··· Records for this exercise

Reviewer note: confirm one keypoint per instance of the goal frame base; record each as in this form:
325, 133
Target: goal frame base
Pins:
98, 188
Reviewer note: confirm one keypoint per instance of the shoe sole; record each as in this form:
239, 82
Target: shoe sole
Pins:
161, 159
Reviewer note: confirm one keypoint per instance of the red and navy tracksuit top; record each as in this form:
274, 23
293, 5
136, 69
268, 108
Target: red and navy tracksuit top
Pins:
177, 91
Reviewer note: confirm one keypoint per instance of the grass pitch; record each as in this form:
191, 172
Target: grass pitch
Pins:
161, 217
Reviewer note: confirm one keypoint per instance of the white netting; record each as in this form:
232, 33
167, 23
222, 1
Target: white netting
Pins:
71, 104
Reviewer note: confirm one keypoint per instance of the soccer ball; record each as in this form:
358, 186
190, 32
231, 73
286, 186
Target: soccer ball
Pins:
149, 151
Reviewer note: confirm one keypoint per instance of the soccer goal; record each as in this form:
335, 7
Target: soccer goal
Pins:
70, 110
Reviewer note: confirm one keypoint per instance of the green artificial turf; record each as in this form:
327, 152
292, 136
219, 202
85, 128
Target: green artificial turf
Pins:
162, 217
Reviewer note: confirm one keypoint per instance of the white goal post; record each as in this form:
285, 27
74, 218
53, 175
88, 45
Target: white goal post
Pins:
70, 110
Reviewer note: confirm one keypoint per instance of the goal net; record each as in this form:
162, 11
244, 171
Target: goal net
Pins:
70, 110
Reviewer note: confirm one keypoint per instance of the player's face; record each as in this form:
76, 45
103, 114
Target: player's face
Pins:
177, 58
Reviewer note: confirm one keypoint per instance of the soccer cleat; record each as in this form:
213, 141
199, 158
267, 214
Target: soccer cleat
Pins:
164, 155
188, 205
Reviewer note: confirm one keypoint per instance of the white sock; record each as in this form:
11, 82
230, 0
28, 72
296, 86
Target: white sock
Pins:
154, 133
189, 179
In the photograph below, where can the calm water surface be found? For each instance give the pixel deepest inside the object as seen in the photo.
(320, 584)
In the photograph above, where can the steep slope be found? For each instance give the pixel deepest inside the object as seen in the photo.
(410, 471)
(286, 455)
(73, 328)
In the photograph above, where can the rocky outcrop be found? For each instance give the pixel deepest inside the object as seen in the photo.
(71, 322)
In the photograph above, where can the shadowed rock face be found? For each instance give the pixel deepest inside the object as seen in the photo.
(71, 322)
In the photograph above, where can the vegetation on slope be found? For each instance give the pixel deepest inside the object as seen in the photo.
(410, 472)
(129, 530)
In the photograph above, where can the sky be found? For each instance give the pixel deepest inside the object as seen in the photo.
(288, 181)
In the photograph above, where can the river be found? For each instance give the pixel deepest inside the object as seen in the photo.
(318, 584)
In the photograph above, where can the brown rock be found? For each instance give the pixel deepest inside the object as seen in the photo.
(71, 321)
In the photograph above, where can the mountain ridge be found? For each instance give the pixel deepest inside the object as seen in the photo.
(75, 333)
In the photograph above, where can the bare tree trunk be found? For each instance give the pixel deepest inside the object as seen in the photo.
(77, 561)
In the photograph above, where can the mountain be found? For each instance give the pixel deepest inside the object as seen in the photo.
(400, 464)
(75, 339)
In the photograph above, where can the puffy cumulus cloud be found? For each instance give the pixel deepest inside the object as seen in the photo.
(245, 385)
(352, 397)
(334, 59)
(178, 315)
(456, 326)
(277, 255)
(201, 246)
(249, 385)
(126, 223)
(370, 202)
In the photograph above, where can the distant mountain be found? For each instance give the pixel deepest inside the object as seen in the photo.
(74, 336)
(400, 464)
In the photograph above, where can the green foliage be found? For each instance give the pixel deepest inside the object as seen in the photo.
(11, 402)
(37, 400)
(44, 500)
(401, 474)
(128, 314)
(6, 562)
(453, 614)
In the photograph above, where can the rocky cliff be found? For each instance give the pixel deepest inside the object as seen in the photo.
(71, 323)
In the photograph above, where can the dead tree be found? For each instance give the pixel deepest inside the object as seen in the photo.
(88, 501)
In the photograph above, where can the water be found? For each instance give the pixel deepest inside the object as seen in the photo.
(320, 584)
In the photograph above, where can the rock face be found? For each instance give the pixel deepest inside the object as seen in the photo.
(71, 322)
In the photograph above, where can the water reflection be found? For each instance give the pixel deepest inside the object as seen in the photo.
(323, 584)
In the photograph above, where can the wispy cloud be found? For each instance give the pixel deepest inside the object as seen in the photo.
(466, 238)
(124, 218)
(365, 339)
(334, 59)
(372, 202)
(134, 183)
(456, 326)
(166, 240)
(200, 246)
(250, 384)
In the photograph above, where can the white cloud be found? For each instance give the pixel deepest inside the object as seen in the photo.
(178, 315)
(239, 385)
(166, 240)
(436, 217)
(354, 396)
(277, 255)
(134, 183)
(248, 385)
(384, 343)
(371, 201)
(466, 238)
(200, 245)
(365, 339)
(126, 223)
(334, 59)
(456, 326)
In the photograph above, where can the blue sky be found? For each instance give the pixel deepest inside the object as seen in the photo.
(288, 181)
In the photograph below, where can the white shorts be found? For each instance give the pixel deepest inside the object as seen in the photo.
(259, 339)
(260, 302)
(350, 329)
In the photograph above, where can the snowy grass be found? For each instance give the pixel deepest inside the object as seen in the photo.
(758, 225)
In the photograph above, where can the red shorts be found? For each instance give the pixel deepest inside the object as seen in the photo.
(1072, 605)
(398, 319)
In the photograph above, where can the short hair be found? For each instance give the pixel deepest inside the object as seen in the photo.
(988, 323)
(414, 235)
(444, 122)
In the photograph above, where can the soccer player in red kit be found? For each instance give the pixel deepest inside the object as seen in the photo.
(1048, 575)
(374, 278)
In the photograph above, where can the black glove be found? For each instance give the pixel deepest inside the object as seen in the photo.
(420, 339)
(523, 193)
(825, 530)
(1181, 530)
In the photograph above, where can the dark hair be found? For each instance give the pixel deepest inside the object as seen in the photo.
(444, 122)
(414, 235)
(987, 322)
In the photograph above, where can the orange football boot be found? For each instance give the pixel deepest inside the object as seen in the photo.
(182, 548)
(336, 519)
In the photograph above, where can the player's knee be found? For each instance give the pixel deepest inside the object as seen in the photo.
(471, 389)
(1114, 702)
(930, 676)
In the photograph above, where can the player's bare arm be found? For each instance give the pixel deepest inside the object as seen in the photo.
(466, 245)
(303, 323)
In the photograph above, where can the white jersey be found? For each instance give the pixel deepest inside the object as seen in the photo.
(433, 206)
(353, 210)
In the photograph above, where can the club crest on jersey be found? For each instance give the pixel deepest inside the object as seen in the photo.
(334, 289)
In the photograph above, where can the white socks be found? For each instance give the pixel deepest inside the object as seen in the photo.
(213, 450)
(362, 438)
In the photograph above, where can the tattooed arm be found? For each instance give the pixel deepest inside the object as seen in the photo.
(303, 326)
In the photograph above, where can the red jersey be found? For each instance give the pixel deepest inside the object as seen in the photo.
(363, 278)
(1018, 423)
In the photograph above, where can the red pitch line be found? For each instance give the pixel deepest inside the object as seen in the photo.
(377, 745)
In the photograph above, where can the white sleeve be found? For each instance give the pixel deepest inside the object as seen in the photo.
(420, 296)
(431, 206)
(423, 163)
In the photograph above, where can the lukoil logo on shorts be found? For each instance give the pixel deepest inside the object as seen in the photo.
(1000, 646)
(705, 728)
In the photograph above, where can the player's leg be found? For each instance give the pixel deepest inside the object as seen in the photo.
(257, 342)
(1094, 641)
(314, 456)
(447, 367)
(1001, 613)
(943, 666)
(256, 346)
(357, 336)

······

### What the exercise asks:
Return exactly the lines from the one containing "In the photograph above, where can the red pitch" to the last line of the data, and nothing more.

### Finished task:
In the photograph above, where can the red pitch line be found? For each instance give the pixel deepest inside the object as seen in the photo.
(377, 745)
In the photograph above, where can the white sleeve be found? For each instance give the pixel deepest inside the object as seen in the photo.
(420, 296)
(431, 206)
(423, 163)
In the photograph above, where can the lukoil logo on shorts be found? For each instance give the pixel deepest inside the object as seen in the photo.
(1000, 646)
(705, 728)
In the photograph above, where can the player's leg be found? For each instance give the pixel deepest inside the object as seen in the photo.
(257, 342)
(1094, 641)
(314, 456)
(447, 367)
(1001, 613)
(943, 666)
(256, 346)
(357, 336)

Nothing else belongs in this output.